[Entries from a dataset]
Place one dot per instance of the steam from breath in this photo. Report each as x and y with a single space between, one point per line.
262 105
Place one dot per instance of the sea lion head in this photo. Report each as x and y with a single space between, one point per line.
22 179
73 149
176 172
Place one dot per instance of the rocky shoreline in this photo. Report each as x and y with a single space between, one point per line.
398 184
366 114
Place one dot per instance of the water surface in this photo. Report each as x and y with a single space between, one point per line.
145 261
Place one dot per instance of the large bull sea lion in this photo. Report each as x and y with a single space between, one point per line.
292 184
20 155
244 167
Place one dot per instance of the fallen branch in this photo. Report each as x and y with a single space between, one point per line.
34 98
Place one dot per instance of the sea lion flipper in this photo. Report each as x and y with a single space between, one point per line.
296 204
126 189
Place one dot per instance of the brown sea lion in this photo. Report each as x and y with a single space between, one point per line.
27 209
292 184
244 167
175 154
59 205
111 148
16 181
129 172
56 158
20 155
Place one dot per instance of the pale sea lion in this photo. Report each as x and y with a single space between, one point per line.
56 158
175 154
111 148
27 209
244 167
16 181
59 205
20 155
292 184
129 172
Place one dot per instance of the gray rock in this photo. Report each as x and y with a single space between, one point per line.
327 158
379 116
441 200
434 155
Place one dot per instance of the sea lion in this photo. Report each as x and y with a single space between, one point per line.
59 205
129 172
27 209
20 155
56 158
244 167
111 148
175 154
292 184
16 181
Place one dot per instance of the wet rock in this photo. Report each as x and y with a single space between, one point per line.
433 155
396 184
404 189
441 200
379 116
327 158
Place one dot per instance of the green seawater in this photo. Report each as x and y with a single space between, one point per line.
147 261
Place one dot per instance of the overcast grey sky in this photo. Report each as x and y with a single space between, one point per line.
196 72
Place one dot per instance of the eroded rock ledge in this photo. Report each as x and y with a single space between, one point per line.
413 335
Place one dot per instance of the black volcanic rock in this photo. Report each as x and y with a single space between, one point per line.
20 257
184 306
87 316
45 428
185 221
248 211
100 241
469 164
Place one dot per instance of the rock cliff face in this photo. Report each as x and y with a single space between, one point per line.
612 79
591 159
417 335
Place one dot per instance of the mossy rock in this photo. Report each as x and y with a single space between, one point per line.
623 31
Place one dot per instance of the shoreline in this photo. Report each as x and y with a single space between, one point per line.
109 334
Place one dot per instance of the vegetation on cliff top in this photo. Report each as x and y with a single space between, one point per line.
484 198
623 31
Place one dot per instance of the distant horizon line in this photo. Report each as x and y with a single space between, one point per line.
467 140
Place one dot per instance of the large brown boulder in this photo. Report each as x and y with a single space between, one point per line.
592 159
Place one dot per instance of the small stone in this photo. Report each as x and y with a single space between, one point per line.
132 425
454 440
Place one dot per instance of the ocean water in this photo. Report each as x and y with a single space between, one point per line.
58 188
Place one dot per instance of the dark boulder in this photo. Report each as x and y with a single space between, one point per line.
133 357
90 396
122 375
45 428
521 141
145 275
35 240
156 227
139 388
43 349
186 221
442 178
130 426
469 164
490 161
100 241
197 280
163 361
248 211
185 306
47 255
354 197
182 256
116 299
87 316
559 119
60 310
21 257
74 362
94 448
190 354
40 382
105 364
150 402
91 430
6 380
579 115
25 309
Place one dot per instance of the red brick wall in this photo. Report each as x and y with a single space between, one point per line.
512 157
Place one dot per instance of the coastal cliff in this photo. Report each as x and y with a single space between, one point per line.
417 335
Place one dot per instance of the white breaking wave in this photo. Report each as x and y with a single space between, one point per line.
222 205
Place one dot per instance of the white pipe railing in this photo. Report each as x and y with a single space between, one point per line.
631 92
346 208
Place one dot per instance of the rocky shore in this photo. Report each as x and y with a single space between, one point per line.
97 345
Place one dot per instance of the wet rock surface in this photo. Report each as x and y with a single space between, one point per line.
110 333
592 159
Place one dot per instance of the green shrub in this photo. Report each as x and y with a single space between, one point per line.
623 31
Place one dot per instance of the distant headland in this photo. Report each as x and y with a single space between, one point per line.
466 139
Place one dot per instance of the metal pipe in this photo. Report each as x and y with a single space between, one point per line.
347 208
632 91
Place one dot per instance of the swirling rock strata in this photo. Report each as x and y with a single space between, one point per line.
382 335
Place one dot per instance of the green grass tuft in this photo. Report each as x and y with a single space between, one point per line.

# WORK INSTRUCTIONS
Could you lay out every line of these records as a numbered list, leaving out any blank lines?

# COMPLETED TASK
1. Place one dot per instance of the steam from breath in this photo. Report each as x and y with a single space between, one point per line.
2. 262 105
3. Place one dot per instance of the sea lion head in this photo. Report each as x and y with a single space between, one point per line.
4. 22 179
5. 73 149
6. 176 172
7. Place one dot per instance of the rocky shoreline in this photo. Report each as x and y with a single space between, one point per line.
8. 398 184
9. 366 114
10. Place one dot per instance of the water surface in this photo. Report each as x and y with a single space between, one point per line.
11. 145 261
12. Place one dot per instance of the large bull sea lion in this photo. Report each as x and y with a single space between, one point per line.
13. 292 184
14. 20 155
15. 244 167
16. Place one dot per instance of the fallen branch in this photo. Report each as x and y with a single space between, one point per line.
17. 34 98
18. Place one dot per instance of the sea lion flipper in this photo. Report each as x and y with a single space between, one point per line.
19. 296 204
20. 126 189
21. Place one dot per instance of the brown sea lion in this photo. Report each as x and y with a single space between, one point per line.
22. 27 209
23. 292 184
24. 244 167
25. 175 154
26. 59 205
27. 111 148
28. 16 181
29. 129 172
30. 56 158
31. 20 155
32. Place one dot per instance of the pale sea lion in this photo. Report each as x and y with a single space between, one point per line.
33. 56 158
34. 175 154
35. 111 148
36. 27 209
37. 244 167
38. 16 181
39. 59 205
40. 20 155
41. 292 184
42. 129 172
43. Place one dot per instance of the gray rock in this photo. Report each as x and y with a single space between, one point per line.
44. 327 158
45. 379 116
46. 441 200
47. 434 155
48. Place one dot per instance of the sea lion in this photo. Report each as x and y with a single space between, one point per line.
49. 59 205
50. 129 172
51. 27 209
52. 20 155
53. 56 158
54. 244 167
55. 111 148
56. 175 154
57. 292 184
58. 16 181
59. Place one dot per instance of the wet rock in this photo. Report each as x and y with a single space between, one point per line.
60. 433 155
61. 396 184
62. 404 189
63. 441 200
64. 379 116
65. 327 158
66. Place one dot per instance of the green seawater in this photo. Report each as x and y with a single space between, one point per line.
67. 147 261
68. Place one dot per instance of the overcast grey sky in this photo. Report each as x and y with a single space between, one point per line.
69. 196 72
70. Place one dot per instance of the eroded rock ledge in this photo. Report each as x and y with a single space between, one point per line.
71. 413 335
72. Place one dot per instance of the black volcanic rock in this photo. Report each as x and y with a single space between, one point per line.
73. 20 257
74. 184 306
75. 87 316
76. 45 428
77. 185 221
78. 248 211
79. 100 241
80. 469 164
81. Place one dot per instance of the rock cliff face in this photo. Report each as x and y with a single space between, one point per line.
82. 612 79
83. 591 159
84. 417 335
85. Place one dot per instance of the mossy rock in this photo. Report each as x and y with a single space between, one point per line.
86. 623 31
87. Place one dot per instance of the shoreline in this photo. Report each as x and y with a single space between, one point per line.
88. 109 334
89. Place one dot per instance of the vegetation on cliff top in this photo. Report each as x and y with a single space between, one point per line.
90. 484 198
91. 623 31
92. Place one dot per instance of the distant horizon line in this photo. Report each as x and y with a single space between, one point per line.
93. 467 140
94. Place one dot per instance of the large brown boulder in this photo. Report each as x and y with a single space between, one point per line.
95. 592 159
96. Place one dot per instance of the small stone in this photo. Report each as x and y with a single space between, one point per line.
97. 132 425
98. 454 440
99. Place one dot per instance of the ocean water in this photo. Report each as x and y with a single space between, one point per line.
100. 58 188
101. Place one dot per instance of the dark boulder in this photo. Report each as x and y with a single space between, one point per line.
102. 133 357
103. 90 396
104. 122 375
105. 45 428
106. 521 141
107. 145 275
108. 35 240
109. 156 227
110. 139 388
111. 43 349
112. 186 221
113. 442 178
114. 130 426
115. 469 164
116. 490 161
117. 100 241
118. 197 280
119. 163 361
120. 248 211
121. 185 306
122. 47 255
123. 354 197
124. 182 256
125. 116 299
126. 87 316
127. 559 119
128. 60 310
129. 21 257
130. 74 362
131. 94 448
132. 190 354
133. 40 382
134. 105 364
135. 150 402
136. 91 430
137. 6 380
138. 579 115
139. 25 309
140. Place one dot per instance of the red brick wall in this photo. Report each as x and y with a single space between, one point per line.
141. 512 157
142. Place one dot per instance of the coastal cliff in this photo. Report each as x and y with a single space between, one point per line.
143. 417 335
144. Place one dot per instance of the white breaking wave in this photo. Report each as x and y with a single space between, one point per line.
145. 222 205
146. Place one dot per instance of the white pipe railing in this photo. Report each as x and y with a single space between, one point per line.
147. 631 92
148. 346 208
149. Place one dot per instance of the rocky shore in this photo. Report each as x and y with a single space between, one point per line.
150. 97 345
151. Place one dot per instance of the wet rock surface in this photo. Report each as x and y with a single space between, one point per line.
152. 110 333
153. 592 159
154. Place one dot per instance of the green shrub in this photo. Report each as x and y with a single space between, one point per line.
155. 623 31
156. Place one dot per instance of the distant headland in this photo. Report each as x and y with a single space between, one point per line.
157. 466 139
158. Place one dot per instance of the metal pipe in this photo. Report each as x and y with a single space between, one point per line.
159. 347 208
160. 632 91
161. Place one dot per instance of the swirling rock strata in this photo. Report each as x and y with a single space between, one point per line.
162. 382 335
163. Place one dot per instance of the green grass tuft in this photo. Report each as x and y with a single space between, one point per line.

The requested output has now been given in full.